**Exercise directions:**
Please return all lines of the data below containing the string "khaki".

**Data:**
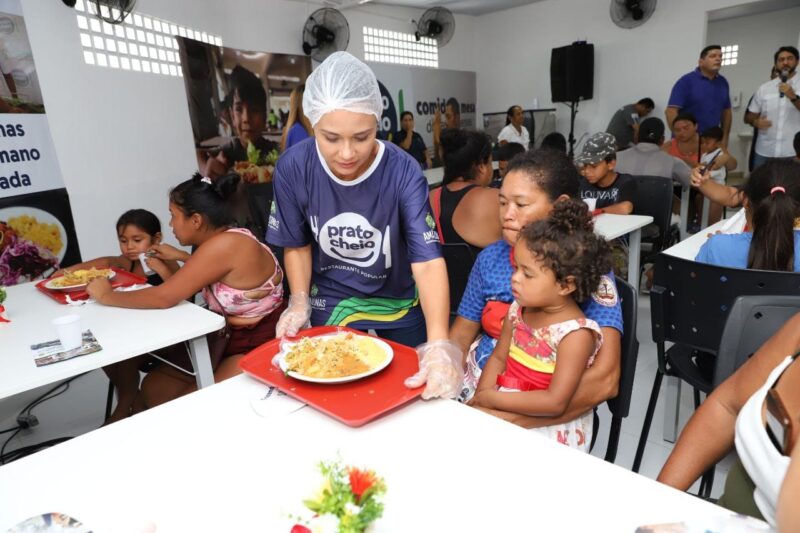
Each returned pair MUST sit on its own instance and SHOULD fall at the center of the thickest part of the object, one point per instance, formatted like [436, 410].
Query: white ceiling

--

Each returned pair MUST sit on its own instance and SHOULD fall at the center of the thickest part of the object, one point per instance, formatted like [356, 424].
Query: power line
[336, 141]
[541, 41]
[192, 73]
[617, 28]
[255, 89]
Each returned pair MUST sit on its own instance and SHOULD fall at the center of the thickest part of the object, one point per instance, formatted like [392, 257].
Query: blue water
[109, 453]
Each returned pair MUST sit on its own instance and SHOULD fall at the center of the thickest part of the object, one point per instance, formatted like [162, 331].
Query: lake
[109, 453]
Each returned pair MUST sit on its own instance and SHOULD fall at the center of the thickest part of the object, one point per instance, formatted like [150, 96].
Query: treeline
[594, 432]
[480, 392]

--

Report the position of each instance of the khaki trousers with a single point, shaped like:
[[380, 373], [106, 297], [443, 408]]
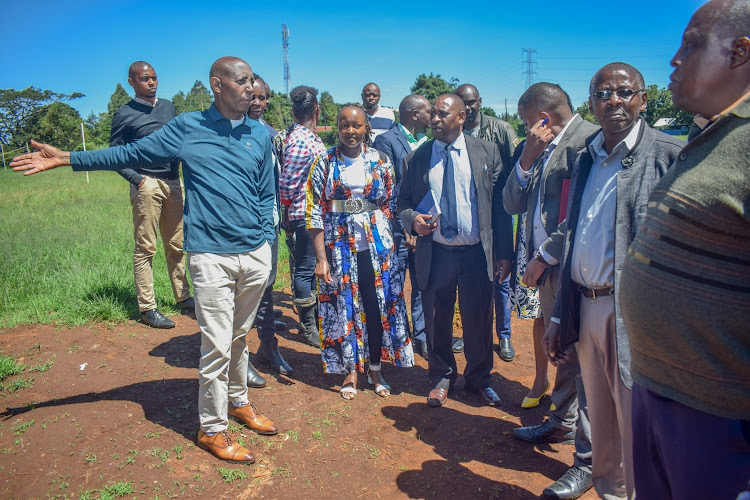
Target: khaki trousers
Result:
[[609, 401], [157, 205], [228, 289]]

**Written reply:**
Report the position of each instance of the khaki trousers with a single point, shaped like:
Target: khaki trousers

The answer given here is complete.